Renaming a MySQL database
September 13th, 2007 by Michael Otto
Say you want to rename a database in MySQL.
What you usually can’t do is “mysqladmin rename”, because that’s only available as of MySQL 5.1.7. If you have only MyISAM tables, you can just rename the folders that store the databases while the server is down. But that doesn’t work when you have at least one InnoDB table, because renaming folders wrecks the tablespace.
The key to the solution is that MySQL actually allows you to rename a table from one database into another. The rest comes easy:
We’re renaming databases a, b, c to new_a, new_b, new_c:
for i in a b c ; do mysqladmin create new_$i ; mysql -B $i -e "show tables" | tail +2 | perl -pe "s/^(.*)$/rename table $i.\1 to new_$i.\1;\n/" ; done | mysql
Michael, thanks for this.
However, my tail doesn’t accept +2, so I replaced tail with “egrep -v ‘^Tables_in’”. That also evades the first line, but in a different way.

Entries supplied:
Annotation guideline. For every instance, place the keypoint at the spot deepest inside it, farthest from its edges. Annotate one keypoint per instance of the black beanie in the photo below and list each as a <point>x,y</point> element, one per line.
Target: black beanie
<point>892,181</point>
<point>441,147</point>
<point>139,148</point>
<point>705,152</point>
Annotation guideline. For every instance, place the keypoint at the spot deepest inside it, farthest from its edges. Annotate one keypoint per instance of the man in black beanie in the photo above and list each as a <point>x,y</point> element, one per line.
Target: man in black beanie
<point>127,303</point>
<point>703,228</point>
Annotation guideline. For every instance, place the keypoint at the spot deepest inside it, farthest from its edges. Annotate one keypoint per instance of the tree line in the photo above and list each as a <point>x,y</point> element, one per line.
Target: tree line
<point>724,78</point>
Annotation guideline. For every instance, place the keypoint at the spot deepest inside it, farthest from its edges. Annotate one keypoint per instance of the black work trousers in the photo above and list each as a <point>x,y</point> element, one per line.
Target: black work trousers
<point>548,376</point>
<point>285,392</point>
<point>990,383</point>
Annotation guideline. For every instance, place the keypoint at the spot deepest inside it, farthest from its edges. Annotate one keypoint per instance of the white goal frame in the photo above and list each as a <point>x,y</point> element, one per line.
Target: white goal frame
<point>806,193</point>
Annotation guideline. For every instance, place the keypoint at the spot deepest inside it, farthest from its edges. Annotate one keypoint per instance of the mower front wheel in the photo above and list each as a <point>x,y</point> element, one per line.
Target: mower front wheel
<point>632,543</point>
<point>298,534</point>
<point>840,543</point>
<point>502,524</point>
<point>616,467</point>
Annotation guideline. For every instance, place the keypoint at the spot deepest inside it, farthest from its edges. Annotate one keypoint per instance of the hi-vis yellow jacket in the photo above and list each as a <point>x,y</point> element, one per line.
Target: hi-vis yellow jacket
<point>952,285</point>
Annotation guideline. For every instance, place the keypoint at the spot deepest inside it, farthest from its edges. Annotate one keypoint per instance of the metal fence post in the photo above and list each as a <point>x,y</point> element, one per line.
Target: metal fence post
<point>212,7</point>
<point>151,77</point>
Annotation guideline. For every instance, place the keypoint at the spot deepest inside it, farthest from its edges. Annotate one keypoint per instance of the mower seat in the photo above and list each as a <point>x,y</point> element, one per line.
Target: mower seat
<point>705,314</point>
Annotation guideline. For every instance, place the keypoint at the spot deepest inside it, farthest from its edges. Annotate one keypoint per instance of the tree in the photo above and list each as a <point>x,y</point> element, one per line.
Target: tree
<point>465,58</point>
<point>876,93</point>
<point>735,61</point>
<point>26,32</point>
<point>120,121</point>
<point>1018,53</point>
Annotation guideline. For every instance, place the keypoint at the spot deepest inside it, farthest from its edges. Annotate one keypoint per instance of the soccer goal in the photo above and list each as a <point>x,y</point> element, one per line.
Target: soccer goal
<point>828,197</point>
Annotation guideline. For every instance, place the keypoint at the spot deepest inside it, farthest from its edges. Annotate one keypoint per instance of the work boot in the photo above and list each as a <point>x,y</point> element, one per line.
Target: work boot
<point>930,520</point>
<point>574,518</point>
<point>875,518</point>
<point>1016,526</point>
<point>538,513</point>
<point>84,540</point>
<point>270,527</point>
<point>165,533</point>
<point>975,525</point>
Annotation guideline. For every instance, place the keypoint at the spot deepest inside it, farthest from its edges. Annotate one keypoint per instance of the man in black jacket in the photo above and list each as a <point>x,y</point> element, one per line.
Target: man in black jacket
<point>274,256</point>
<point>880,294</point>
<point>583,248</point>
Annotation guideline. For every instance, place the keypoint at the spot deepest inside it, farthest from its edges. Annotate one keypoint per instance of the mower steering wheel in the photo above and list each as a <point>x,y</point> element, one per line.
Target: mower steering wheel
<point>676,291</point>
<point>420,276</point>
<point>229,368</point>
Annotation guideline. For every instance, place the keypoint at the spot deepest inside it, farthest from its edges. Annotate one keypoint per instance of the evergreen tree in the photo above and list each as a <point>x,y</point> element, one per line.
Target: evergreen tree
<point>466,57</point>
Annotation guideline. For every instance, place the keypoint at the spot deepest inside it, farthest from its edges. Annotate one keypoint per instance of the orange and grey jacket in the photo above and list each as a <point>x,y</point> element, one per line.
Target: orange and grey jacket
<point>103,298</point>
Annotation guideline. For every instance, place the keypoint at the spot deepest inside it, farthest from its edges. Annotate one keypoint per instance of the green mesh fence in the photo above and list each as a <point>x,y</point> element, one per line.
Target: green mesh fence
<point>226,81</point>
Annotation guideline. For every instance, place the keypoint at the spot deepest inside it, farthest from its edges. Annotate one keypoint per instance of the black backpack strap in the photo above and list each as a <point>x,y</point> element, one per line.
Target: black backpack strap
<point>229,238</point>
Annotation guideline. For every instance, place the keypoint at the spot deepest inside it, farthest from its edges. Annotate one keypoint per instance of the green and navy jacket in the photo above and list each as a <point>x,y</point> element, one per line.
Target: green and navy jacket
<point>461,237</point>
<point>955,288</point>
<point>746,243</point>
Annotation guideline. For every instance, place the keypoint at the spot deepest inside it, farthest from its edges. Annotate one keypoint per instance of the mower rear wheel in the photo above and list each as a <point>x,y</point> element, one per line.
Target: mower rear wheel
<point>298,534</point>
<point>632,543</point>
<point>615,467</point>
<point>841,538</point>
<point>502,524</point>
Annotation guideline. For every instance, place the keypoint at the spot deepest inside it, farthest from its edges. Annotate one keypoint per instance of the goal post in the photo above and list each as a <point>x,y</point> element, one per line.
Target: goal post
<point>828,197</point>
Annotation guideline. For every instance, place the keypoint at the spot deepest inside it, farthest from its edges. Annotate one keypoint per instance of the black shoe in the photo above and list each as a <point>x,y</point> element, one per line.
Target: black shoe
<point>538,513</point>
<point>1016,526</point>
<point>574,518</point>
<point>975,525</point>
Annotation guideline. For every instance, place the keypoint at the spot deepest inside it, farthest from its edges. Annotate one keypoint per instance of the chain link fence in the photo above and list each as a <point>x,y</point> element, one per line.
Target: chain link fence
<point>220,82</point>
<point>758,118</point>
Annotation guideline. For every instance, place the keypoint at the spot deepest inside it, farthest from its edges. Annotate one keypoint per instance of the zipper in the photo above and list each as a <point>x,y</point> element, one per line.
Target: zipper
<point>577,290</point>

Complete the following:
**A)** Answer these about the post on renaming a MySQL database:
(i) As of which MySQL version is "mysqladmin rename" available?
(ii) What does renaming the database folders do when there is at least one InnoDB table?
(iii) What did the commenter use in place of tail?
**B)** Please pick up the post on renaming a MySQL database after its last sentence and continue it.
The listing is separate material from the post on renaming a MySQL database.

Final results:
**A)**
(i) MySQL 5.1.7
(ii) It wrecks the tablespace.
(iii) egrep -v ‘^Tables_in’

**B)**
orly # tail –version
tail (GNU coreutils) 6.4
make it: “tail -n +2″
#!/bin/sh
set -x
mysqladmin -f drop $2;
for i in $1 ; do mysqladmin create $2 ; mysql -B $i -e “show tables” | tail -n +2 | perl -pe “s/^(.*)$/rename table $i.\1 to $2.\1;\n/” ; done | mysql
mysql $1 -e “show tables”;
mysql $2 -e “show tables”;
mysqladmin -f drop $1;
GNU tail accepts a -n option and this option accepts a +X argument. The author must have been using BSD-ish tail.
KISS and use MySQL’s own parameters: mysql –batch –skip-column-names
(That’s not an en dash or em dash, but two hyphens. Bloody autoformatting.)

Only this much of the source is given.